[START Source data]
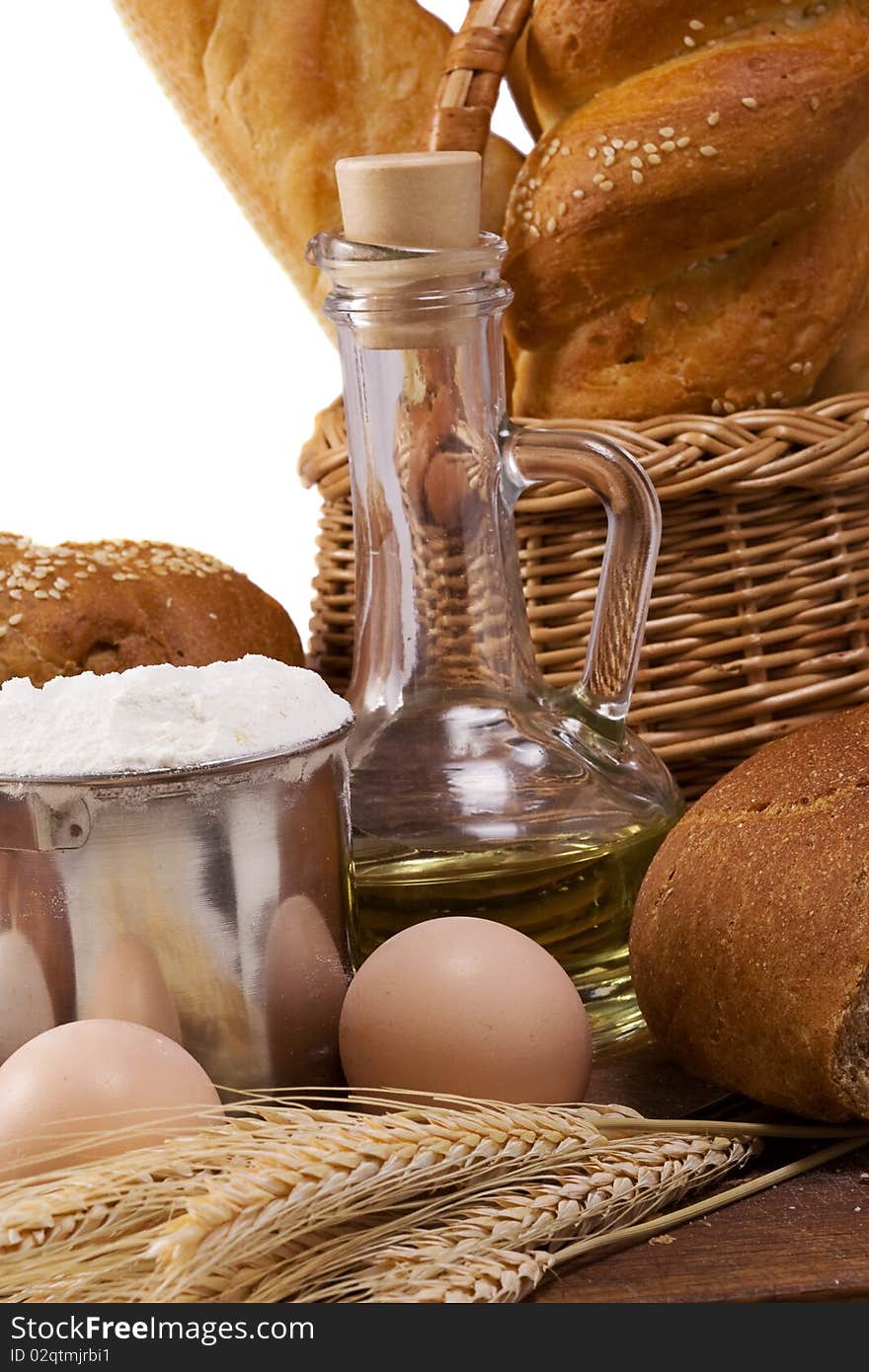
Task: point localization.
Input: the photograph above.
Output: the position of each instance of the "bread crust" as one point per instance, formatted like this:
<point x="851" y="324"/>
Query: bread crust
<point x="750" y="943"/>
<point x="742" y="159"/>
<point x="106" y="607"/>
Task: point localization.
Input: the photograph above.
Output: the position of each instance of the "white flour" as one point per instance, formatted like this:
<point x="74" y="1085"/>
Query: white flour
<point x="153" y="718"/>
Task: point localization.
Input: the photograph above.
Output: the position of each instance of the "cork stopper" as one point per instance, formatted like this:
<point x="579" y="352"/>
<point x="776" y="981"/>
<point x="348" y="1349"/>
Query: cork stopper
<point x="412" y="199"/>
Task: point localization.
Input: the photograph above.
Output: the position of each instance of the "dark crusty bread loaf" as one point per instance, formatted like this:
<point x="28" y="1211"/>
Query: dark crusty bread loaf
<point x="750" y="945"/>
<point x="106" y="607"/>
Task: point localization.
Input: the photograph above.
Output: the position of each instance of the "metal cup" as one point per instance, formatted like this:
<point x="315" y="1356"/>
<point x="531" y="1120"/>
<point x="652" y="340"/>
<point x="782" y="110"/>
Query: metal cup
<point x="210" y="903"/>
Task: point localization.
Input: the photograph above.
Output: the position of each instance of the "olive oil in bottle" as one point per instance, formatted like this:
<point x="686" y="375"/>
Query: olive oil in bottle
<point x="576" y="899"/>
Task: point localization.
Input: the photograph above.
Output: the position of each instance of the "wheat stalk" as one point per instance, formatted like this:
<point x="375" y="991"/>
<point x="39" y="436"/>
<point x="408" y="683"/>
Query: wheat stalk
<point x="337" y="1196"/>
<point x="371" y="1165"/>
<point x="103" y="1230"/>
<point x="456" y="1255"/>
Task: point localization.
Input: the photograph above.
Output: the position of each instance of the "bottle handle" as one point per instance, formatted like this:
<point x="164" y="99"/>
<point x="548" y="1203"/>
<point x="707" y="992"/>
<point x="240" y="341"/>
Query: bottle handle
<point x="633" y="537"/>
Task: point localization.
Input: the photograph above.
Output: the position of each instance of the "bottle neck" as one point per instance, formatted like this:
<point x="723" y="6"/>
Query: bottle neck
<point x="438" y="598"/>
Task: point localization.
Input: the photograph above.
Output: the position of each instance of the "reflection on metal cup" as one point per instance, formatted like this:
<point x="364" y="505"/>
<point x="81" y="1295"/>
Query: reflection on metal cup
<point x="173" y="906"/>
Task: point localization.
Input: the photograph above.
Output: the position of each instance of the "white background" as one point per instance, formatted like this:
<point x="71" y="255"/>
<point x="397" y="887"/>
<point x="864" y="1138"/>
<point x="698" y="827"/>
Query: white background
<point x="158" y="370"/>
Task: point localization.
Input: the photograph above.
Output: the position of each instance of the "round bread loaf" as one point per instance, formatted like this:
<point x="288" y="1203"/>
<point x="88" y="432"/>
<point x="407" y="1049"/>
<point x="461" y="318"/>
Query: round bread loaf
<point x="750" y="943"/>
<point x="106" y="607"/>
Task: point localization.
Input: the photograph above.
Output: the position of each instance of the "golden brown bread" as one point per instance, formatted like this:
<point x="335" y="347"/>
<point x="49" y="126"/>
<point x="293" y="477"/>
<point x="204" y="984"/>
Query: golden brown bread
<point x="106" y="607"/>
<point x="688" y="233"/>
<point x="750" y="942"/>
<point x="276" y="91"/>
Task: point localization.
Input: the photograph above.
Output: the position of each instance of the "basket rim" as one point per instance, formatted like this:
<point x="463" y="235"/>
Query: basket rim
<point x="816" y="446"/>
[END Source data]
[START Source data]
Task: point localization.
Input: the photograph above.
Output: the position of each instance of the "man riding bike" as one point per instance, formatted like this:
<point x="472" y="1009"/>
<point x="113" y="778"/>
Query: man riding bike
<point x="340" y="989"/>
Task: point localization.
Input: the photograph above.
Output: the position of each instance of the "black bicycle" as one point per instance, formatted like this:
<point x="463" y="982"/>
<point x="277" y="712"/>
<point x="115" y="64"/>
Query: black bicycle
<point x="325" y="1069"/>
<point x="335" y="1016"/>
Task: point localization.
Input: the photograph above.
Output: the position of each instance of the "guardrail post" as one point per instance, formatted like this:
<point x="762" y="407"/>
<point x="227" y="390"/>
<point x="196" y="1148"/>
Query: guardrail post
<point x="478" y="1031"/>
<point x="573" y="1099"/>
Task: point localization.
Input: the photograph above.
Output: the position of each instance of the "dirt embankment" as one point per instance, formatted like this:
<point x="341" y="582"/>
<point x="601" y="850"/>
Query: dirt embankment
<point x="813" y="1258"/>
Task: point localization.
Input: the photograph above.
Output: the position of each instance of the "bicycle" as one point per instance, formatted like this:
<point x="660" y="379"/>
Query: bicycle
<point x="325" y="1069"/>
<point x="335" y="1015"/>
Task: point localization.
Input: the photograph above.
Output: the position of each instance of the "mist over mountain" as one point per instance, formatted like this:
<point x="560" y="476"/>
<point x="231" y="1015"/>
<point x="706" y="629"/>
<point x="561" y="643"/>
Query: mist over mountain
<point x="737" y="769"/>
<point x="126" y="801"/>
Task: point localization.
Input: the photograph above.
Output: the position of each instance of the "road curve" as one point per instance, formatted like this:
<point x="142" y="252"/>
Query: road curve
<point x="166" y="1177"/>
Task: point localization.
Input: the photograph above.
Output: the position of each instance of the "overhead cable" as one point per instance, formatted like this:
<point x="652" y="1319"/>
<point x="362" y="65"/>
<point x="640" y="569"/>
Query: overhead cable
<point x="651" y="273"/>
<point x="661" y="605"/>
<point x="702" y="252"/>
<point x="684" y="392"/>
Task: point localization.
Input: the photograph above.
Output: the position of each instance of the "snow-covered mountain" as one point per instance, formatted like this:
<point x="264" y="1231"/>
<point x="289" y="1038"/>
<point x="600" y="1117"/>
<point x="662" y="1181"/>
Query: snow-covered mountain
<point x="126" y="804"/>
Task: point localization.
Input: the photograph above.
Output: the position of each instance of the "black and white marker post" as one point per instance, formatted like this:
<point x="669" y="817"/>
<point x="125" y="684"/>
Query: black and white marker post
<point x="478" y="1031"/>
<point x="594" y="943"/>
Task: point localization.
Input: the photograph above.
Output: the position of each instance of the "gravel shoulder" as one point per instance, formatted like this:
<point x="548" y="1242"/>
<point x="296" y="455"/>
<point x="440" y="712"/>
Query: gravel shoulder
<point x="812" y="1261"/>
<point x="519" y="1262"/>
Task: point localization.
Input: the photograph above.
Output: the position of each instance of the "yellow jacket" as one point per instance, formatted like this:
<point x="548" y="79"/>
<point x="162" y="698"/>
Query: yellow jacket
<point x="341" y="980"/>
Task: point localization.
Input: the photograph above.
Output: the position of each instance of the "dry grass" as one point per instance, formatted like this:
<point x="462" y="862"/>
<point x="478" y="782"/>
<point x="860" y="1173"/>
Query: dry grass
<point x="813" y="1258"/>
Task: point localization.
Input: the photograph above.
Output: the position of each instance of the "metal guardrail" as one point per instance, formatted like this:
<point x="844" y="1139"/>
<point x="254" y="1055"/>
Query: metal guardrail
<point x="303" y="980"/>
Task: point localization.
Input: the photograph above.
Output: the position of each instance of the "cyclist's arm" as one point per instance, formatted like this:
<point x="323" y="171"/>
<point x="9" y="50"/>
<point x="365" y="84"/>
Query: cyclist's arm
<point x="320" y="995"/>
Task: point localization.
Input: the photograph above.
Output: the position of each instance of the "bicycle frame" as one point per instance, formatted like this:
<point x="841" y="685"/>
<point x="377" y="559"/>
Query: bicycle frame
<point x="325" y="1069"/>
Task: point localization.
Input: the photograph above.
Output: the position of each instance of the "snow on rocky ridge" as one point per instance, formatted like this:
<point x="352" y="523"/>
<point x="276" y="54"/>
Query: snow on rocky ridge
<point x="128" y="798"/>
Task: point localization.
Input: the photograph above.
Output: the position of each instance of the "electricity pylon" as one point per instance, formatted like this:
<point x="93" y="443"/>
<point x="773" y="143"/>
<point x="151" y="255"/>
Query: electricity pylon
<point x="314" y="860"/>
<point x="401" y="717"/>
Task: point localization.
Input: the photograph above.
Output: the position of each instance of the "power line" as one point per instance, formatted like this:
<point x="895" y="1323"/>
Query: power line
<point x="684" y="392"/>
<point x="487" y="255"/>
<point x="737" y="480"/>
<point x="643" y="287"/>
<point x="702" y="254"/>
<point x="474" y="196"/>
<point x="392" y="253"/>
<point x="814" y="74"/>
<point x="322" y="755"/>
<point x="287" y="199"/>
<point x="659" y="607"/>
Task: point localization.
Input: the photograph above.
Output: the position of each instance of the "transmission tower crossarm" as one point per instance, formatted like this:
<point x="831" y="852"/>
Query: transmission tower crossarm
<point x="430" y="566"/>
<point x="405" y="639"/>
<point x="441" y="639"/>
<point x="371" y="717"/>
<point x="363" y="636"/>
[END Source data]
[START Source data]
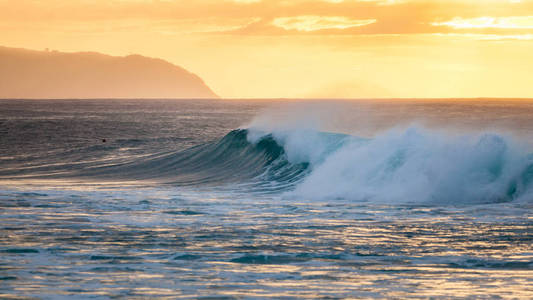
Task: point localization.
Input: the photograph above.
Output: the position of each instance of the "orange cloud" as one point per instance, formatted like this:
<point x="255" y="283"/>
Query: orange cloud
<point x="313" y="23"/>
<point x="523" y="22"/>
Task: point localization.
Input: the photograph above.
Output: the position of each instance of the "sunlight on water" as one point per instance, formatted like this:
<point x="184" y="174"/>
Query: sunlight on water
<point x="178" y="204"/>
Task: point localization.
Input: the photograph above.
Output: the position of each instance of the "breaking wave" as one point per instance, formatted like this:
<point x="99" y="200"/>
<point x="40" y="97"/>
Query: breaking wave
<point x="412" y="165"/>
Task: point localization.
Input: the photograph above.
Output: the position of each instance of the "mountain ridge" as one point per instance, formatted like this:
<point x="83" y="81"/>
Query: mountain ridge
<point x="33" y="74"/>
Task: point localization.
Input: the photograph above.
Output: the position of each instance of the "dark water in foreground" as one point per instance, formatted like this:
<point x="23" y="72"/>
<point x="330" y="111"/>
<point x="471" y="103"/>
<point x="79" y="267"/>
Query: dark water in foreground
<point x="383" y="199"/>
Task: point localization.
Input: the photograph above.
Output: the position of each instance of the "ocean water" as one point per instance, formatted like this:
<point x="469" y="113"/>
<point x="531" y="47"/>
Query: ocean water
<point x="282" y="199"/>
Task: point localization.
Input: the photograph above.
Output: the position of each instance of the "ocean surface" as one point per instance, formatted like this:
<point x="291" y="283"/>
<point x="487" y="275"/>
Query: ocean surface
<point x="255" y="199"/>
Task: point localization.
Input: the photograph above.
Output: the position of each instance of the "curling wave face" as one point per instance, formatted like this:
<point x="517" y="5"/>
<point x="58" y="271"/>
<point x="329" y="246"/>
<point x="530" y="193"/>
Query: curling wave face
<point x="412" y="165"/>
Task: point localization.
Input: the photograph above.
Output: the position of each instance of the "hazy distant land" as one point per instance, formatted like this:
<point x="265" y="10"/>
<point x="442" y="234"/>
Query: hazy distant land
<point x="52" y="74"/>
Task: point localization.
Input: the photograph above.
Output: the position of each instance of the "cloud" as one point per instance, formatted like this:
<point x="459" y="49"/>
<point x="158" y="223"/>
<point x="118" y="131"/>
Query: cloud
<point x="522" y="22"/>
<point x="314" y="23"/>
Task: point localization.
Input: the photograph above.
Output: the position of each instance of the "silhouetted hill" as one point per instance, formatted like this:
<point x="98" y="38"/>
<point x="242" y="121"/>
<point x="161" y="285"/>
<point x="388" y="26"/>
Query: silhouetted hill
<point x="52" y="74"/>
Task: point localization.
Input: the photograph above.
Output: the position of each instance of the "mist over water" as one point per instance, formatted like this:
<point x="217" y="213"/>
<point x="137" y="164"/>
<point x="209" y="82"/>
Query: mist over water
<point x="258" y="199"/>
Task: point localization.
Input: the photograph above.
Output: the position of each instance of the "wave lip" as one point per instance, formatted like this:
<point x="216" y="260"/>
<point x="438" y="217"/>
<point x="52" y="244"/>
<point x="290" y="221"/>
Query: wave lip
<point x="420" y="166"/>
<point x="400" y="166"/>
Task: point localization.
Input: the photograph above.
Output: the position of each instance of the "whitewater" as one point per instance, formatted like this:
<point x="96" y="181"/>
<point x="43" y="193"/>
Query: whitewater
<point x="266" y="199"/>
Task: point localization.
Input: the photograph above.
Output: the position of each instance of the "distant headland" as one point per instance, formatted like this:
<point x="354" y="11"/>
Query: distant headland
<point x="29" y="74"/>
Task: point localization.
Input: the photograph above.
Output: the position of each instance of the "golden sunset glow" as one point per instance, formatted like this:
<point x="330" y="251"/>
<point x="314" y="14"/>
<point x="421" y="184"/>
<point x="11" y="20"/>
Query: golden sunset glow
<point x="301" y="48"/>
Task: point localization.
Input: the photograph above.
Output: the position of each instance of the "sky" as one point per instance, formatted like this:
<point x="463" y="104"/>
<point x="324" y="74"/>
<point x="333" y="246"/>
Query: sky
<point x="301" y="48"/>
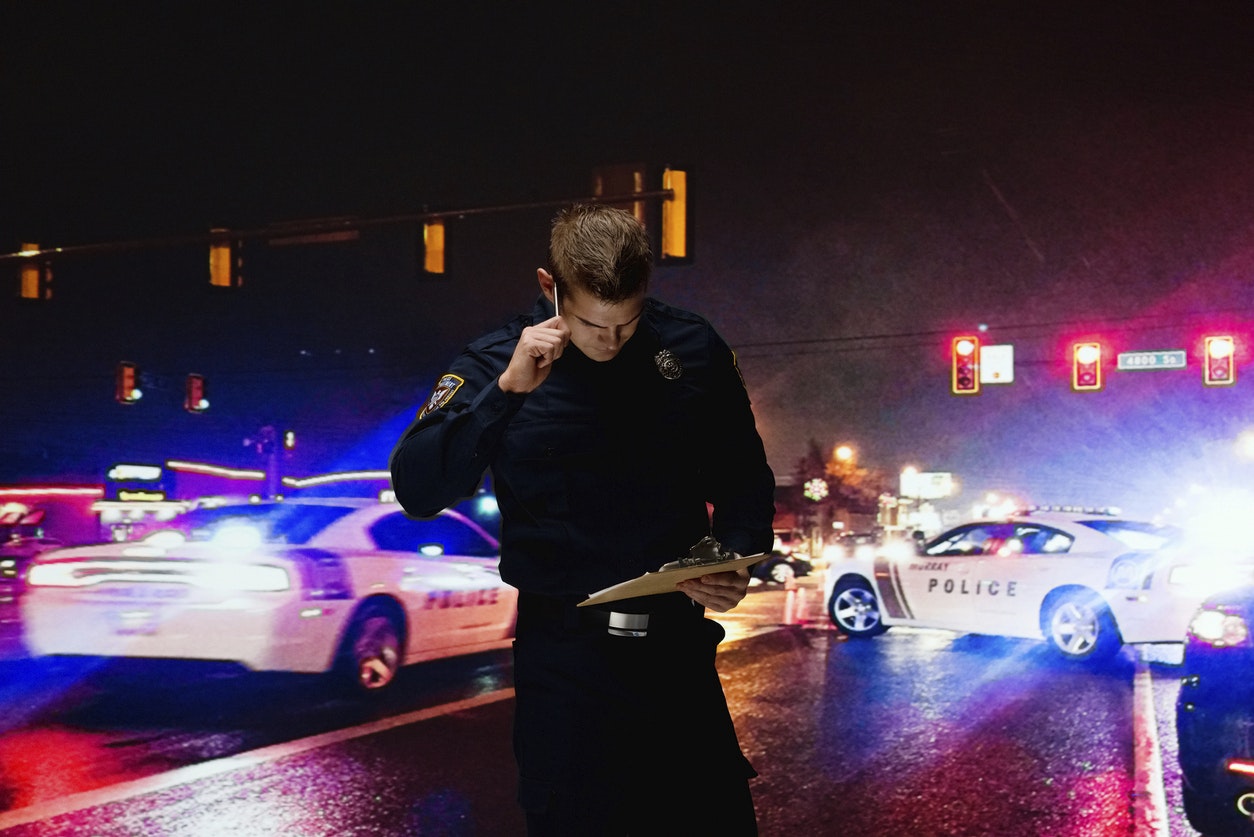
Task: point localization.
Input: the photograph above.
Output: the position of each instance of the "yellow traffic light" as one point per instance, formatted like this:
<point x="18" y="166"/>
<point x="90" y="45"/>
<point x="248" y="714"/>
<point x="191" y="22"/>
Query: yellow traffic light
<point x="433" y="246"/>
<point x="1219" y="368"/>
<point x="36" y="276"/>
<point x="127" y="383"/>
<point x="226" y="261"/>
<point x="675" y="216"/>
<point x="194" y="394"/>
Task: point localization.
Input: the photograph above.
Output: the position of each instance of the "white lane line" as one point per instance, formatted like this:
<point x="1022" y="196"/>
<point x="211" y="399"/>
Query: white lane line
[END Source data]
Which lines in the records above contain the word "glow"? List each of those lines in full.

▶ Written response:
Output: the position of each instance of the "golden sunset glow" as one point per instance, formatted like this:
Query: golden sunset glow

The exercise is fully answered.